Natural-language object grounding data:
= = = =

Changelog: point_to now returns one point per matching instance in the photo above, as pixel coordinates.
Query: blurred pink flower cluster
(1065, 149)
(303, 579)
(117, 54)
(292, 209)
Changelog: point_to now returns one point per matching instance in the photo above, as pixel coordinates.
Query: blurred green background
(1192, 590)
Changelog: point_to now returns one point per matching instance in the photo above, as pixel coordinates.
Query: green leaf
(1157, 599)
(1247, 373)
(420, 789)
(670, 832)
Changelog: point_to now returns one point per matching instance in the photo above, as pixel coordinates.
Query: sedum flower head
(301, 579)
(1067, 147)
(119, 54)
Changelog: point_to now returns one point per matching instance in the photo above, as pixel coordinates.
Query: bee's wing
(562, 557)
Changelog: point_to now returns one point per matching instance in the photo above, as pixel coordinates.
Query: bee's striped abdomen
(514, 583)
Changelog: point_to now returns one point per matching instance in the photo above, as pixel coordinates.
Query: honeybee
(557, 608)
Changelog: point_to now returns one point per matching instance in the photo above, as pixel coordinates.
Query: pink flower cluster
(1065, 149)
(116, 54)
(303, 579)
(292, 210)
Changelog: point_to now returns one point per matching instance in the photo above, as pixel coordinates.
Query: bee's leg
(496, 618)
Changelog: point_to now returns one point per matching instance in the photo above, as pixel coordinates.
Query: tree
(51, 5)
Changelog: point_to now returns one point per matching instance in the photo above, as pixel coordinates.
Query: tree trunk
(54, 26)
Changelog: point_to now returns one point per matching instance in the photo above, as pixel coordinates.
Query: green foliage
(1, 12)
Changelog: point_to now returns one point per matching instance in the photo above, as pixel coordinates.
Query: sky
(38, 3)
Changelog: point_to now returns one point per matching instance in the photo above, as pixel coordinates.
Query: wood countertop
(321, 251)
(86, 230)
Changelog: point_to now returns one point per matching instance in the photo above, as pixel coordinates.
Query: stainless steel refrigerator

= = = =

* Problem *
Return every line from the one holding "Query: bee's wing" through the end of the data, exactly as it appears, with both ends kept and nothing else.

* Expected answer *
Query: bee's wing
(562, 557)
Changelog: point_to now returns one point per matching instance in the photo above, as pixel coordinates.
Query: bee's striped abdomen
(514, 583)
Changelog: point_to now returns one point per matching instance in the photo above, as pixel coordinates.
Query: honeybee
(557, 608)
Changelog: point_to now returns one point per matching instance in the photo above, as pixel coordinates.
Query: pink flower cluster
(1065, 149)
(116, 54)
(303, 579)
(292, 210)
Changelog: point_to now returns one point per matching instance in the photo above, as pixel coordinates.
Query: bee's leg
(496, 618)
Changelog: point_to now returns one point per matching instance in the photo above, as pixel coordinates.
Query: tree
(51, 5)
Changelog: point_to now returns one point per matching instance in the photo above, as pixel coordinates.
Query: tree trunk
(54, 26)
Changelog: point_to now returns one point per matching instance in the photo above, as pixel coordinates.
Query: green foliage
(1, 12)
Changelog: point_to now returns one point per matching instance in the photo above, as pixel coordinates.
Query: sky
(38, 3)
Changelog: point_to now returns one point per matching instance in the photo above, as pixel coordinates.
Query: wood countertop
(321, 251)
(86, 230)
Changelog: point_to now returns one point per matching instance in the photo above, as pixel coordinates.
Query: stainless steel refrigerator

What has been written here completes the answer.